* ACTIONS TO TAKE *
- a) List the usernames of everyone who posted in the forum thread on autonomous vehicles replacing drivers.
- b) In the forum thread on autonomous vehicles replacing drivers, in how many major cities is the Connecticut legislature about to allow SDC trials?

* TEXT PASSAGE *
## BEGIN

# What are your thoughts on Autonomous vehicles replacing you as a driver



## Driveroptimization (May 27, 2017)

I am curious to find out what the community thinks about Uber's & Lyft's expressed strategic goals of replacing drivers with autonomous vehicles


----------



## ChortlingCrison (Mar 30, 2016)

never happen


----------



## Victorvnv (Sep 5, 2016)

I think uber and all similar services will die as soon as they become reality. I use uber sometimes when for example I'm going out and I will be drinking or if I go to downtown sf and there is no parking there.
If sdc become reality I won't use uber or taxi no more- I will just buy my own sdc to drive me anywhere I want and then will make it to go park itself somewhere while waiting. 
I don't get why would anyone use an uber self driving car when they can just buy their own and it will be all clean and still much cheaper to them- all they have To do is pay for the car and the gas...


----------



## heynow321 (Sep 3, 2015)

The technology is a joke. Come back in 15 years and maybe we can talk


----------



## Maven (Feb 9, 2017)

Despite the many naysayers, SDC will happen, but it is impossible to say how fast. Alpha test models are already on the road today in many cities and the number of cities is growing. 

The rollout will be gradual, over a number of years. There will be a long period during which human drivers and SDCs coexist. Of course, the SDCs will get preferential treatment and driver pay will decrease further. This will pressure more human drivers to find more lucrative work. The number of SDCs in any given market and the number of markets served by SDCs will steadily increase.

Personally, I have not yet reached the point where decreasing pay motivates me sufficiently, but that point is not far off. The legislature in my region, Connecticut is about to allow SDC trials in 4 major cities.


----------



## Oscar Levant (Aug 15, 2014)

Driveroptimization said:


> I am curious to find out what the community thinks about Uber's & Lyft's expressed strategic goals of replacing drivers with autonomous vehicles


I don't think DC's are going to replace drivers, for a long time. a lot of people are not going to want them. Some will. but, the first time someone is killed in one, one that doesn't have a driver in it, then we'll see what happens. if I hired an Uber, I would want a driver, and I can think of a lot of reasons why I'd rather have a human behind the wheel. things come up, you need to talk to the driver. In a DC, it's going to be up to the driver to input into a screen on the back of the front seat, and this is more cumbersome for riders, and many people are not that tech savvy. Younger riders will probably not have an issue with it, once it's worked out all the kinks. but things come up, that will confound a driverless car. If there are no pings, where do the cars go? Do they just drive around the city, waiting for a trip? Do they park? where do they park? In a metered spot? In traffic jams, are they going to know to take the express lane? If they take the express lane, will they know where to exit to make the freeway exit (my GPS doesn't have this data, I have to eyeball the terrain ) ? I think they are going to create problems, and they are going to have a tough time taking over completely. Once, I pulled into a hotel, but there was construction, and we were not allowed into the entrance we normally take, and the valet rerouted us to a new makeshift entrance down the street. How would a DC handle this? What about gated communities requiring a gate code? I'd say about 25% of my pick up addies are vague, wrong, or there is something about them requiring my texting or calling the rider. Many times, the GPS sends me up an ally, and I know better to ignore the gps, and just go to the front. What does a DC do? Can DC's see potholes? Animals darting in front of the car? low lying obstructions ( like blown off tires from trucks ) mattresses fallen from trucks ?

## END

(Image box annotation records)
## BEGIN

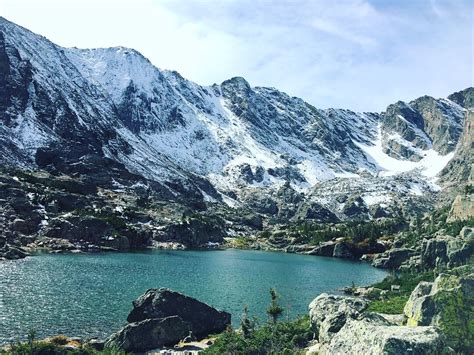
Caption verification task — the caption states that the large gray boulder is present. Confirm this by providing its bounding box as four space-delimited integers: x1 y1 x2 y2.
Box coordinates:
105 316 192 353
372 248 413 269
309 293 368 343
326 313 450 355
127 288 231 337
421 234 474 269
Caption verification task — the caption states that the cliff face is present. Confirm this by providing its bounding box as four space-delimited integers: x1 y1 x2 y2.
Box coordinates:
441 97 474 185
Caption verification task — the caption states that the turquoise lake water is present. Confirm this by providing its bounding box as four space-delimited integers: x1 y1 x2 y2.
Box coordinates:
0 249 386 344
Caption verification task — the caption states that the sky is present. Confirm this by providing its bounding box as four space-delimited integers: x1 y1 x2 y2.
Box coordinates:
0 0 474 111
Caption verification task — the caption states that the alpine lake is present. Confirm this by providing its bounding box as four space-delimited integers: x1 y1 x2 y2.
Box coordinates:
0 249 387 344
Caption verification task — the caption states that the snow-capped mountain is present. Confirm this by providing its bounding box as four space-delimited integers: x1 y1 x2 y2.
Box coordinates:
0 18 473 216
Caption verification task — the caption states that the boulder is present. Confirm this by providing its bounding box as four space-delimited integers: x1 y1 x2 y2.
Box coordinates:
326 313 450 355
404 268 474 352
372 248 413 269
105 316 192 353
308 242 336 256
446 194 474 222
421 235 474 269
127 288 231 337
309 293 368 343
0 244 28 260
332 242 355 259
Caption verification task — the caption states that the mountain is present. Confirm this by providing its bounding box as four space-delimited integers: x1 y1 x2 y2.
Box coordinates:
0 18 474 242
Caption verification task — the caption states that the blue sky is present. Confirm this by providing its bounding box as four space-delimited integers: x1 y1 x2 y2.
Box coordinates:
0 0 474 111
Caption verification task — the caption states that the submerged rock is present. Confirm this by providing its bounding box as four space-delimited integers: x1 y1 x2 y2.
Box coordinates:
105 316 192 352
127 288 231 336
309 293 368 343
326 313 450 355
105 288 231 352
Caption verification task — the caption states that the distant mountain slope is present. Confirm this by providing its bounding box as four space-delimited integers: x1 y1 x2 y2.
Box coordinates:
0 18 472 216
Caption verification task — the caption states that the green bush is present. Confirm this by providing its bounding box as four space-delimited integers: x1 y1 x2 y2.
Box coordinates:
367 296 409 314
202 316 313 355
367 272 434 314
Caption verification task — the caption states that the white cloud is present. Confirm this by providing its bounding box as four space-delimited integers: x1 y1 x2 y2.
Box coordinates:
0 0 473 111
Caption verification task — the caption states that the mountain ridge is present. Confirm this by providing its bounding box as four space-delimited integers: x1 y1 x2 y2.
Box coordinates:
0 15 473 218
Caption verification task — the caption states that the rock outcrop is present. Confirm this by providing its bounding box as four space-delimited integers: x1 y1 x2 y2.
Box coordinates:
309 293 368 343
447 194 474 222
372 248 413 269
421 231 474 269
105 288 231 352
404 266 474 353
326 313 448 355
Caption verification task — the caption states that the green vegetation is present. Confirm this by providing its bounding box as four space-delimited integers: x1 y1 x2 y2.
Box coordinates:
274 218 408 245
367 272 434 314
202 288 313 355
367 295 409 314
202 316 313 355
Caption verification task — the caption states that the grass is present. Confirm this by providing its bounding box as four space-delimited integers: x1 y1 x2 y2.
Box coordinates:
367 296 409 314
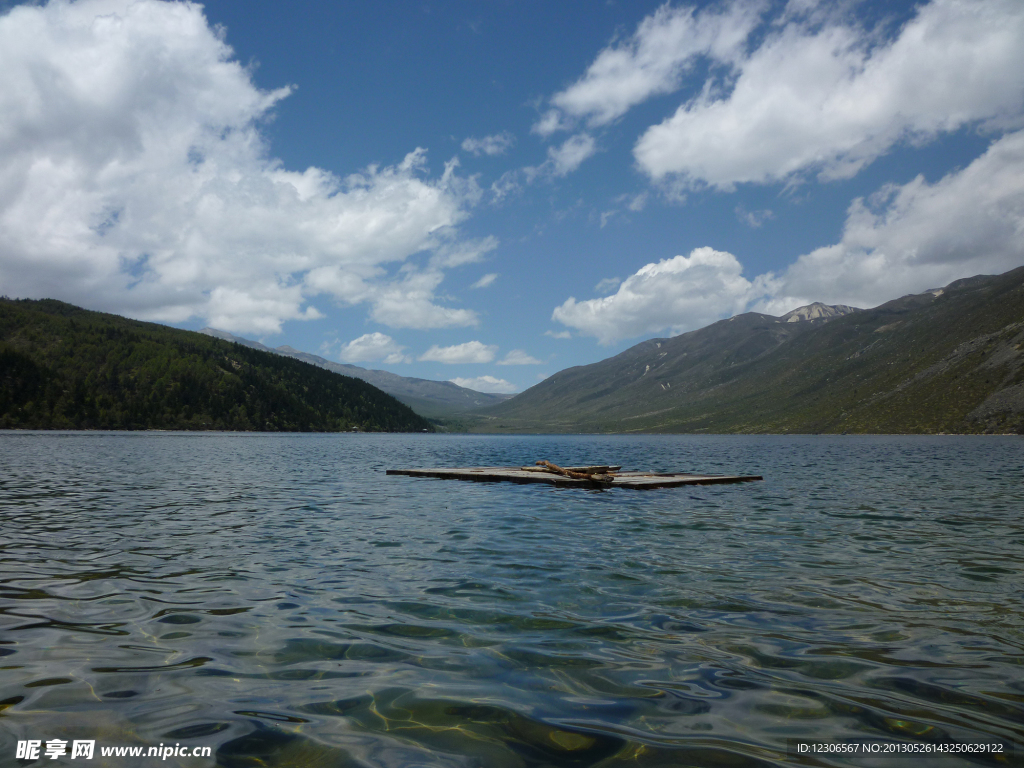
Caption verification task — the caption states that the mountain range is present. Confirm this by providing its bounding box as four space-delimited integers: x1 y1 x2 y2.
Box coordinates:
200 328 511 422
472 267 1024 433
0 298 434 432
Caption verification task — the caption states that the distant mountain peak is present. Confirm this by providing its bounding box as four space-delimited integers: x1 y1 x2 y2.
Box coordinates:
779 301 861 323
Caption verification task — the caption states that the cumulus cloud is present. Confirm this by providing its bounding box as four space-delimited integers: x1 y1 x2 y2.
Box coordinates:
470 272 498 288
338 333 409 365
0 0 486 334
756 131 1024 314
630 0 1024 189
549 131 1024 337
419 341 498 366
449 376 519 394
498 349 544 366
462 131 515 157
551 248 762 344
534 2 763 135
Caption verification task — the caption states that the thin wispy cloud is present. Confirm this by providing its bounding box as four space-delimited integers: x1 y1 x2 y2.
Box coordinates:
418 341 498 366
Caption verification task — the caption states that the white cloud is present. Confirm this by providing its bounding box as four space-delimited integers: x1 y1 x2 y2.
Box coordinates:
634 0 1024 189
449 376 519 394
498 349 544 366
534 2 762 136
419 341 498 366
0 0 480 334
551 248 761 344
756 131 1024 314
548 130 1024 343
470 272 498 288
462 131 515 157
548 133 597 176
338 333 409 365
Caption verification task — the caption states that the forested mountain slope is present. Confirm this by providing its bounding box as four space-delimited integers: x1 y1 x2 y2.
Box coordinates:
477 267 1024 433
0 299 433 431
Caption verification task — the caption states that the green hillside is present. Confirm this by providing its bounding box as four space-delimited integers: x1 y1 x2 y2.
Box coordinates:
475 267 1024 433
0 299 433 432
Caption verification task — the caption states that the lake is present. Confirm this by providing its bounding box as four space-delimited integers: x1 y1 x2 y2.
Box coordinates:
0 432 1024 768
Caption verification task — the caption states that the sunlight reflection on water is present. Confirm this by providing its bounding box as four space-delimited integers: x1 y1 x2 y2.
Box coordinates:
0 432 1024 768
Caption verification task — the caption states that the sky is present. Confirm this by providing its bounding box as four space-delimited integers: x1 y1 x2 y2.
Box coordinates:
0 0 1024 393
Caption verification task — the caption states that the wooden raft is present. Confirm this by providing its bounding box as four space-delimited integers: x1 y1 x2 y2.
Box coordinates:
387 462 764 488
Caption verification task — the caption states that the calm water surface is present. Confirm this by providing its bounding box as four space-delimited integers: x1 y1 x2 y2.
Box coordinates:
0 432 1024 768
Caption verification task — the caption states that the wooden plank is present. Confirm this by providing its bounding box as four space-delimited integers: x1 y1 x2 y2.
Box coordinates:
387 467 764 488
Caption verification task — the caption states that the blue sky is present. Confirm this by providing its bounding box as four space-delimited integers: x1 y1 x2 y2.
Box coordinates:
0 0 1024 391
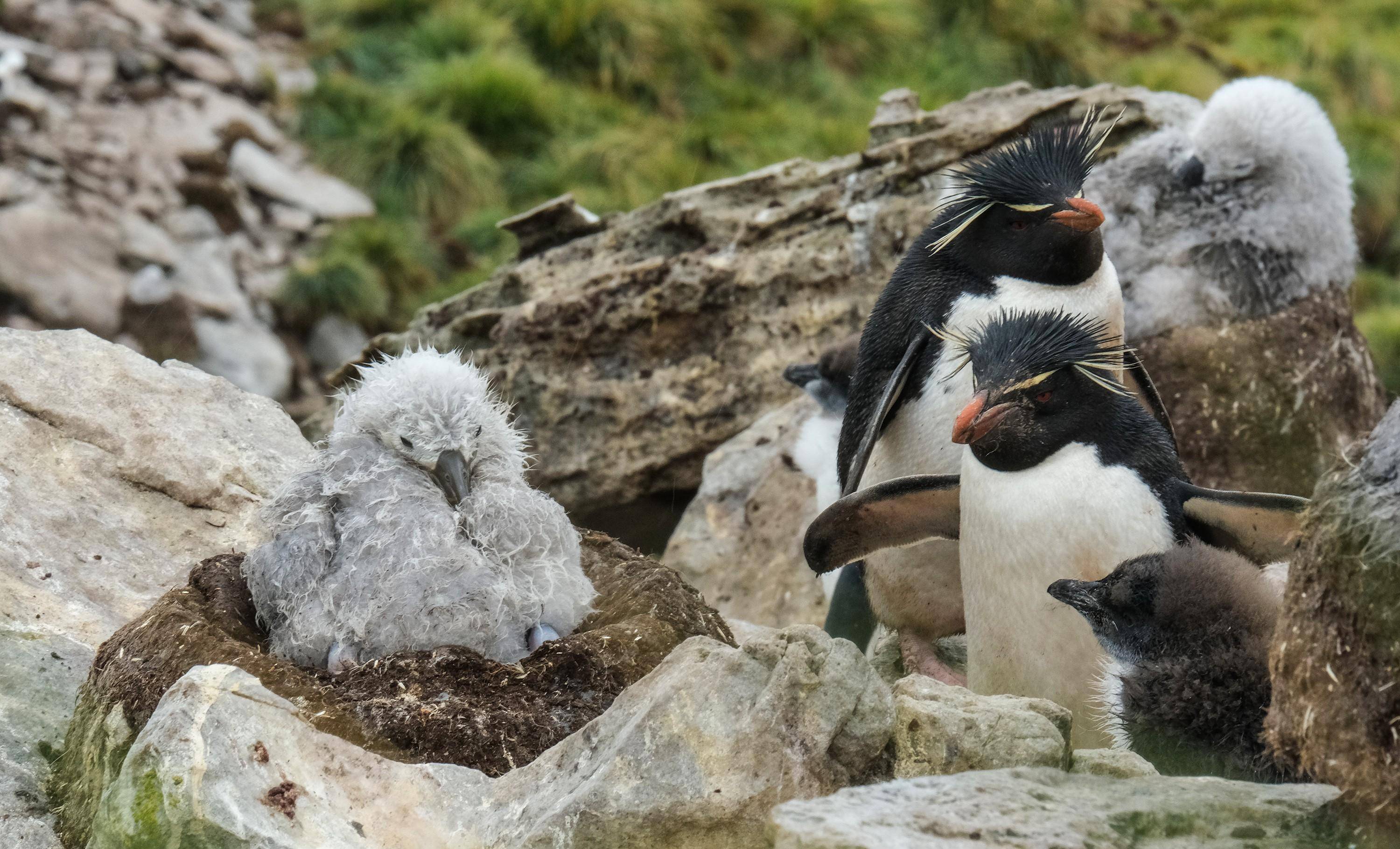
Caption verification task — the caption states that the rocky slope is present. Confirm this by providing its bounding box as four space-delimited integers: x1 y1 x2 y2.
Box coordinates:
0 329 311 848
0 0 374 399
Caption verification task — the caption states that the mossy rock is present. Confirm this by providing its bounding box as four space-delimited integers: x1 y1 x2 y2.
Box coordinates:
48 531 734 848
1137 290 1386 495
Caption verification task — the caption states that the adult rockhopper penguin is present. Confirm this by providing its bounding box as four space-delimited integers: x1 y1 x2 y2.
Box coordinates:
826 112 1165 680
804 311 1306 747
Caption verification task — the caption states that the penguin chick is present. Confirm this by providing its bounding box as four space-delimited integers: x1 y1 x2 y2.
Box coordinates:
1085 77 1357 339
244 350 594 670
1049 540 1298 780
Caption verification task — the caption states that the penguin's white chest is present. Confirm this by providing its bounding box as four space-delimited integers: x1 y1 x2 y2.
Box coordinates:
861 255 1123 488
861 256 1123 638
960 442 1175 747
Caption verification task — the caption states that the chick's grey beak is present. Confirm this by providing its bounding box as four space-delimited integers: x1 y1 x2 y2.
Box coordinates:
1046 579 1100 615
433 449 472 506
1176 157 1205 189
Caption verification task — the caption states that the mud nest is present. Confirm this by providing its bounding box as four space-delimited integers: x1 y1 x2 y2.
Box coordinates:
72 531 734 776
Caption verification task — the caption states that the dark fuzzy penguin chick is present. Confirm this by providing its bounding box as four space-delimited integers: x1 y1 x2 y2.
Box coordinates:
1049 540 1299 780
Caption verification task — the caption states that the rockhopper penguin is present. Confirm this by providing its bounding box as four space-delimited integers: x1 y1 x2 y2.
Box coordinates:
244 350 594 671
1049 540 1296 780
826 112 1165 680
804 311 1305 747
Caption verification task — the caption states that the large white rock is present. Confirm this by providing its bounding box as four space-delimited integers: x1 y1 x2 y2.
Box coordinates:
228 139 374 218
661 395 834 626
771 766 1337 849
88 626 893 849
895 675 1071 778
0 329 311 846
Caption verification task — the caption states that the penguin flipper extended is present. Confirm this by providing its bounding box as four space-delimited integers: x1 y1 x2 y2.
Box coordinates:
1123 350 1180 453
1182 484 1309 565
841 333 932 495
802 474 959 575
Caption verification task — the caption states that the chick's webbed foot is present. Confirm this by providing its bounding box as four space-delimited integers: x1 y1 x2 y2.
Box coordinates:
899 633 967 687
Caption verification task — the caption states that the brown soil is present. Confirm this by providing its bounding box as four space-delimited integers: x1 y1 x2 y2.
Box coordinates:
1266 404 1400 828
49 531 734 845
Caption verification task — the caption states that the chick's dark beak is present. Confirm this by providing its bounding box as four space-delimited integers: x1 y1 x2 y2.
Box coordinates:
1050 197 1103 232
1176 157 1205 189
953 389 1012 445
1046 579 1102 615
433 449 472 506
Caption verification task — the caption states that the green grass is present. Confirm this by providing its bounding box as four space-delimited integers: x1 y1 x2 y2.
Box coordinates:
270 0 1400 389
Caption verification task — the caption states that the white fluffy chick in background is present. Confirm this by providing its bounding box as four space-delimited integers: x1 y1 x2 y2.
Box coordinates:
1085 77 1357 339
244 350 594 671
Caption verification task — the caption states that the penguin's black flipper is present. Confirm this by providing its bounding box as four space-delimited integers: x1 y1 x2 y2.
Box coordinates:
802 474 959 575
832 333 934 498
1182 484 1309 565
1123 348 1180 453
822 562 878 649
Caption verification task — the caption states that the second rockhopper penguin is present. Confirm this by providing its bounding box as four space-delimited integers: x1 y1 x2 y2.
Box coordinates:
826 111 1165 680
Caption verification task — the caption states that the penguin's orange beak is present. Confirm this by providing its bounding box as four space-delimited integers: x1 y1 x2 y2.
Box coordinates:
953 389 1012 445
1050 197 1103 232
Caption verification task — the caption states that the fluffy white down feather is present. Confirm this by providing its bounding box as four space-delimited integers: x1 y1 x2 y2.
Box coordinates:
244 350 594 666
1085 77 1357 339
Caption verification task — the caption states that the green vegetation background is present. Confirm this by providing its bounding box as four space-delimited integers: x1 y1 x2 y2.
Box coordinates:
259 0 1400 390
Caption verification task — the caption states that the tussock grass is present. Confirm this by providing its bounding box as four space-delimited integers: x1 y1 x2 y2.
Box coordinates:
273 0 1400 389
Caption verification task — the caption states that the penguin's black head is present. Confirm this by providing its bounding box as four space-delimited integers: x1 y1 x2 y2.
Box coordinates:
935 311 1135 471
930 111 1112 285
1047 540 1280 664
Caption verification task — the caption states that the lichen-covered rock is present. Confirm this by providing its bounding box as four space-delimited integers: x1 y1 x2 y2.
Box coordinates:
49 531 734 845
770 766 1344 849
371 83 1182 509
662 395 834 626
1266 403 1400 828
0 329 311 846
895 675 1070 778
88 626 893 849
1134 288 1385 495
1070 748 1159 778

## END

* COMPLETED EXERCISE *
- a) Driveroptimization, ChortlingCrison, Victorvnv, heynow321, Maven, Oscar Levant

- b) Four